___ Provided passage

Can You Actually Measure 'Share of Model'?

"Share of model" is pitched as the agentic-era Share of Voice — how often AI assistants recommend your brand. Here's who's selling it, what's genuinely measurable today, and what isn't.

By The Ad Spend
A man rests his chin on folded arms atop a cubicle wall, meeting the camera's gaze.

As clicks migrate into AI answers, a new metric is being pitched as the agentic-era equivalent of Share of Voice: "share of model" — how often AI assistants like ChatGPT, Gemini, and Perplexity mention or recommend your brand. A well-funded category of vendors is selling tools to measure it, and the money behind them is real. But before you add a "share of model" line to your dashboard, it's worth separating what is genuinely measurable today from what is still aspiration.

The vendors are real — and one is a unicorn

This is not a phantom category. The clearest signal of investor conviction: Profound, an 18-month-old startup building "answer-engine optimization," raised a $96 million Series C at a $1 billion valuation in February 2026, led by Lightspeed Venture Partners with participation from Sequoia and Kleiner Perkins — bringing total funding to $155 million. Profound says it works with more than 700 enterprise customers and 10% of the Fortune 500, including Target, Walmart, Ramp, MongoDB, U.S. Bank, and Figma. CEO James Cadwallader frames it as an expansion of search, not its death: "There's this idea that SEO is dead, and I very much disagree."

Profound is the scaled leader, but the field is crowded with verifiable players:

  • Evertune, Daydream, and Goodie — platforms that analyze how brands appear in AI-generated responses, track sentiment across model outputs, and identify which publishers shape model behavior (per Andreessen Horowitz's GEO analysis).

  • Peec AI — accessible generative-engine-optimization monitoring for smaller teams.

  • HubSpot's AEO Grader — a free brand-perception check across ChatGPT, Perplexity, and Gemini, with ongoing monitoring at $50/month, scoring brands on sentiment, presence quality, recognition, share of voice, and market position.

  • Semrush, BrightEdge, and Ahrefs (Brand Radar) — legacy SEO platforms that have added AI-visibility tracking, a sign the incumbents see the category as durable.

______
___ Data records

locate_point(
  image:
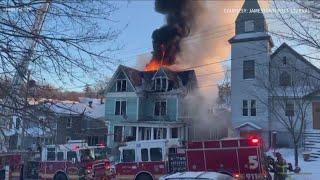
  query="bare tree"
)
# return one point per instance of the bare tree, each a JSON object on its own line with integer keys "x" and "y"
{"x": 54, "y": 39}
{"x": 224, "y": 92}
{"x": 290, "y": 87}
{"x": 301, "y": 24}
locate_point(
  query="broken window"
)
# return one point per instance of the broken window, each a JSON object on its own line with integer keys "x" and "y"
{"x": 174, "y": 132}
{"x": 128, "y": 155}
{"x": 285, "y": 79}
{"x": 159, "y": 133}
{"x": 248, "y": 69}
{"x": 160, "y": 108}
{"x": 51, "y": 154}
{"x": 69, "y": 123}
{"x": 155, "y": 154}
{"x": 244, "y": 108}
{"x": 130, "y": 133}
{"x": 289, "y": 109}
{"x": 249, "y": 26}
{"x": 144, "y": 155}
{"x": 60, "y": 156}
{"x": 121, "y": 107}
{"x": 161, "y": 84}
{"x": 145, "y": 133}
{"x": 121, "y": 85}
{"x": 117, "y": 134}
{"x": 253, "y": 110}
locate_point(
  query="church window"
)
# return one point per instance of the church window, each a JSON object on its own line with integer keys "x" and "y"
{"x": 245, "y": 108}
{"x": 249, "y": 26}
{"x": 161, "y": 84}
{"x": 253, "y": 108}
{"x": 248, "y": 69}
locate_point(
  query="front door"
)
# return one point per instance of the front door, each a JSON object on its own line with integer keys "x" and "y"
{"x": 316, "y": 115}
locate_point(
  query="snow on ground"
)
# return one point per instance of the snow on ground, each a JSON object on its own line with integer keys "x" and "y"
{"x": 309, "y": 170}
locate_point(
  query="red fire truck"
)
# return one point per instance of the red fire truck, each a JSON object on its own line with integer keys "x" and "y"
{"x": 75, "y": 160}
{"x": 148, "y": 160}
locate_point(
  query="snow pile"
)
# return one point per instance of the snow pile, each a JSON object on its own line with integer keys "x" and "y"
{"x": 309, "y": 170}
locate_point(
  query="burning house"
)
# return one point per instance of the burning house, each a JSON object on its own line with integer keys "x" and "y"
{"x": 147, "y": 105}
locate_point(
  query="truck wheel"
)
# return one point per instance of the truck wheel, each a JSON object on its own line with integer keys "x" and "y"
{"x": 60, "y": 176}
{"x": 144, "y": 176}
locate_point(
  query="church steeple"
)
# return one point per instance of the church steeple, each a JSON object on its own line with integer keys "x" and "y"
{"x": 251, "y": 18}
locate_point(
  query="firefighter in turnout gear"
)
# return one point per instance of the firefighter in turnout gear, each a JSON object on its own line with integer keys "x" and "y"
{"x": 281, "y": 168}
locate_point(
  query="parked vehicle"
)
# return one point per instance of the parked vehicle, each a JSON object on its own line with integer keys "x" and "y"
{"x": 197, "y": 175}
{"x": 75, "y": 160}
{"x": 10, "y": 166}
{"x": 148, "y": 160}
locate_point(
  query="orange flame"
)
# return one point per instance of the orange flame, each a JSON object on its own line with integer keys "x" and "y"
{"x": 154, "y": 65}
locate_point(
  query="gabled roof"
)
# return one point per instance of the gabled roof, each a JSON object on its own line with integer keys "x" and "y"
{"x": 248, "y": 125}
{"x": 143, "y": 80}
{"x": 295, "y": 53}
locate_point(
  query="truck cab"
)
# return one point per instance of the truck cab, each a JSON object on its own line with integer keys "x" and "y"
{"x": 74, "y": 160}
{"x": 145, "y": 160}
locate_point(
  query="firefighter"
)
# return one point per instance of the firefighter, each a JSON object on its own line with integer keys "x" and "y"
{"x": 281, "y": 168}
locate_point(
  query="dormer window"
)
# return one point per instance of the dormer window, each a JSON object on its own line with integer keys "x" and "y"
{"x": 249, "y": 26}
{"x": 121, "y": 85}
{"x": 161, "y": 84}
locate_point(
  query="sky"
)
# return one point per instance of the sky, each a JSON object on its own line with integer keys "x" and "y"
{"x": 137, "y": 19}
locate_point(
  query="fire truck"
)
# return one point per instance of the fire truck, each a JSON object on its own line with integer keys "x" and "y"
{"x": 74, "y": 160}
{"x": 242, "y": 158}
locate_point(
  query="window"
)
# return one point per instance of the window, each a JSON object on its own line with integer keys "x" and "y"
{"x": 69, "y": 123}
{"x": 156, "y": 154}
{"x": 285, "y": 79}
{"x": 68, "y": 138}
{"x": 128, "y": 155}
{"x": 253, "y": 110}
{"x": 160, "y": 108}
{"x": 159, "y": 133}
{"x": 18, "y": 122}
{"x": 144, "y": 133}
{"x": 93, "y": 140}
{"x": 130, "y": 133}
{"x": 248, "y": 69}
{"x": 121, "y": 107}
{"x": 284, "y": 60}
{"x": 117, "y": 133}
{"x": 144, "y": 155}
{"x": 174, "y": 132}
{"x": 289, "y": 109}
{"x": 71, "y": 155}
{"x": 244, "y": 108}
{"x": 249, "y": 26}
{"x": 51, "y": 154}
{"x": 161, "y": 84}
{"x": 121, "y": 85}
{"x": 60, "y": 156}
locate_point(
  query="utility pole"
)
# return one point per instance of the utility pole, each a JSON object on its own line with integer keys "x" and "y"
{"x": 21, "y": 73}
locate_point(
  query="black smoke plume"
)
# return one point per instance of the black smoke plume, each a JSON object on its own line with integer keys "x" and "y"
{"x": 179, "y": 17}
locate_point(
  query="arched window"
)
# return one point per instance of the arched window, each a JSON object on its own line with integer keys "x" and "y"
{"x": 285, "y": 79}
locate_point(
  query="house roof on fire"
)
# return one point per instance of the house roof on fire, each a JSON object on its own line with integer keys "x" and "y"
{"x": 143, "y": 80}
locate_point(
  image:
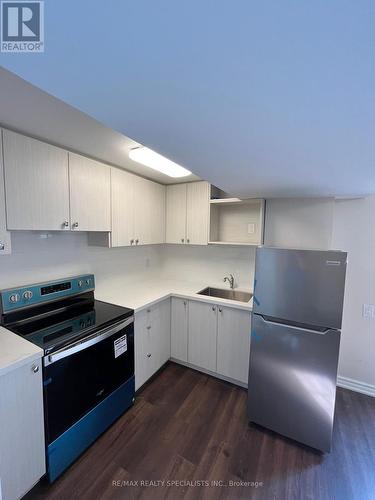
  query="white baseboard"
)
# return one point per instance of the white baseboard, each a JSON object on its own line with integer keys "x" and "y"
{"x": 356, "y": 385}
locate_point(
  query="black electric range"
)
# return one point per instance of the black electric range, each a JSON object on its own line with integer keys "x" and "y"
{"x": 88, "y": 362}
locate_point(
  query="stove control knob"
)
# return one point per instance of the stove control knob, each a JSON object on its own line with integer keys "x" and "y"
{"x": 14, "y": 298}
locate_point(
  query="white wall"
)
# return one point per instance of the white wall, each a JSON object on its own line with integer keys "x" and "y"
{"x": 299, "y": 223}
{"x": 209, "y": 264}
{"x": 67, "y": 254}
{"x": 354, "y": 231}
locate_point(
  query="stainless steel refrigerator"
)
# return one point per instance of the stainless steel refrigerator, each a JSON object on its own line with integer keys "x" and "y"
{"x": 295, "y": 340}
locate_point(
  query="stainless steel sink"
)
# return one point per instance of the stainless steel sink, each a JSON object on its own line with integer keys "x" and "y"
{"x": 226, "y": 294}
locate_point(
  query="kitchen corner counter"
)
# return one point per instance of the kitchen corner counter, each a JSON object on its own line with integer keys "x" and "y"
{"x": 16, "y": 351}
{"x": 146, "y": 293}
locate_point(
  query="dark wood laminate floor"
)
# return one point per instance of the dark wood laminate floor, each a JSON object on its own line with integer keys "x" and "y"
{"x": 188, "y": 427}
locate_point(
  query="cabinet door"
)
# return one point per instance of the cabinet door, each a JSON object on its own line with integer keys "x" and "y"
{"x": 179, "y": 329}
{"x": 90, "y": 194}
{"x": 5, "y": 243}
{"x": 197, "y": 213}
{"x": 176, "y": 214}
{"x": 22, "y": 450}
{"x": 123, "y": 185}
{"x": 233, "y": 343}
{"x": 160, "y": 332}
{"x": 142, "y": 211}
{"x": 202, "y": 335}
{"x": 142, "y": 347}
{"x": 36, "y": 184}
{"x": 156, "y": 193}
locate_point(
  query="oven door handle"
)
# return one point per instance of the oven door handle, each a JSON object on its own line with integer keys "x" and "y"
{"x": 87, "y": 342}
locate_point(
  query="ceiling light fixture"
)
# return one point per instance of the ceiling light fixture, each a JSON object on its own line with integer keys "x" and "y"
{"x": 147, "y": 157}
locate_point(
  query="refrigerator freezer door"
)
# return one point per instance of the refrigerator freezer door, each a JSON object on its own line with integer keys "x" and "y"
{"x": 300, "y": 286}
{"x": 292, "y": 381}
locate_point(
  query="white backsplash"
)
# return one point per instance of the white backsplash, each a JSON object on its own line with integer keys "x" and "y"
{"x": 36, "y": 257}
{"x": 209, "y": 264}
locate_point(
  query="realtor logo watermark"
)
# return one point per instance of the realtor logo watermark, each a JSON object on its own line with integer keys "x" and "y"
{"x": 22, "y": 26}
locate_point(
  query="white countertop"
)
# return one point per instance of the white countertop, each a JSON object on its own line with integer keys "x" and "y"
{"x": 16, "y": 351}
{"x": 145, "y": 293}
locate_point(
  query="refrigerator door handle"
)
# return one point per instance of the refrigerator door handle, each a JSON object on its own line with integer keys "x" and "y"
{"x": 293, "y": 327}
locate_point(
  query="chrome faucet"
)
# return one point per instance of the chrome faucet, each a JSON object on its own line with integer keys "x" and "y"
{"x": 230, "y": 280}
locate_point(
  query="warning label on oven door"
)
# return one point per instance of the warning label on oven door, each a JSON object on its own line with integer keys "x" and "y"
{"x": 120, "y": 345}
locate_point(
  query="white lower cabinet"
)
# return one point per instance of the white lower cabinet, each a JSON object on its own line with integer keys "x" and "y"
{"x": 233, "y": 343}
{"x": 22, "y": 451}
{"x": 202, "y": 339}
{"x": 179, "y": 328}
{"x": 152, "y": 338}
{"x": 211, "y": 337}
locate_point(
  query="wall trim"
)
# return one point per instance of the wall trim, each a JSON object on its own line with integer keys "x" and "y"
{"x": 356, "y": 385}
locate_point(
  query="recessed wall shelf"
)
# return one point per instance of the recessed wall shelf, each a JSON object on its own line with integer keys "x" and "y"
{"x": 234, "y": 221}
{"x": 218, "y": 201}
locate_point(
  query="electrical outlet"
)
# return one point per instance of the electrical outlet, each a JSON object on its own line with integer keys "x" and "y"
{"x": 368, "y": 311}
{"x": 251, "y": 228}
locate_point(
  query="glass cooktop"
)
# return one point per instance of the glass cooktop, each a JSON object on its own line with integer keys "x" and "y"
{"x": 61, "y": 326}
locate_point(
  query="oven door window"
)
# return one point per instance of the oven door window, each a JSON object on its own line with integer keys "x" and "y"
{"x": 77, "y": 383}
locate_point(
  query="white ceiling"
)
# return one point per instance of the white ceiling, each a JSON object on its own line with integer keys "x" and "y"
{"x": 261, "y": 98}
{"x": 27, "y": 109}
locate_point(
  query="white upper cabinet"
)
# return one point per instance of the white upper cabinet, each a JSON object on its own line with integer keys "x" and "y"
{"x": 156, "y": 212}
{"x": 197, "y": 213}
{"x": 176, "y": 214}
{"x": 138, "y": 210}
{"x": 123, "y": 185}
{"x": 187, "y": 213}
{"x": 5, "y": 242}
{"x": 90, "y": 194}
{"x": 36, "y": 184}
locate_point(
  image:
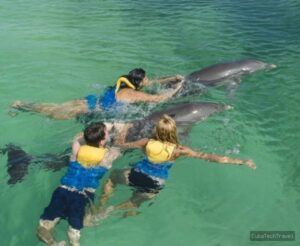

______

**Task to complete:**
From the article on measuring share of model, extract the part that begins at the words "As clicks migrate" and ends after "is still aspiration.". Copy it word for word.

**Response for this exercise:**
As clicks migrate into AI answers, a new metric is being pitched as the agentic-era equivalent of Share of Voice: "share of model" — how often AI assistants like ChatGPT, Gemini, and Perplexity mention or recommend your brand. A well-funded category of vendors is selling tools to measure it, and the money behind them is real. But before you add a "share of model" line to your dashboard, it's worth separating what is genuinely measurable today from what is still aspiration.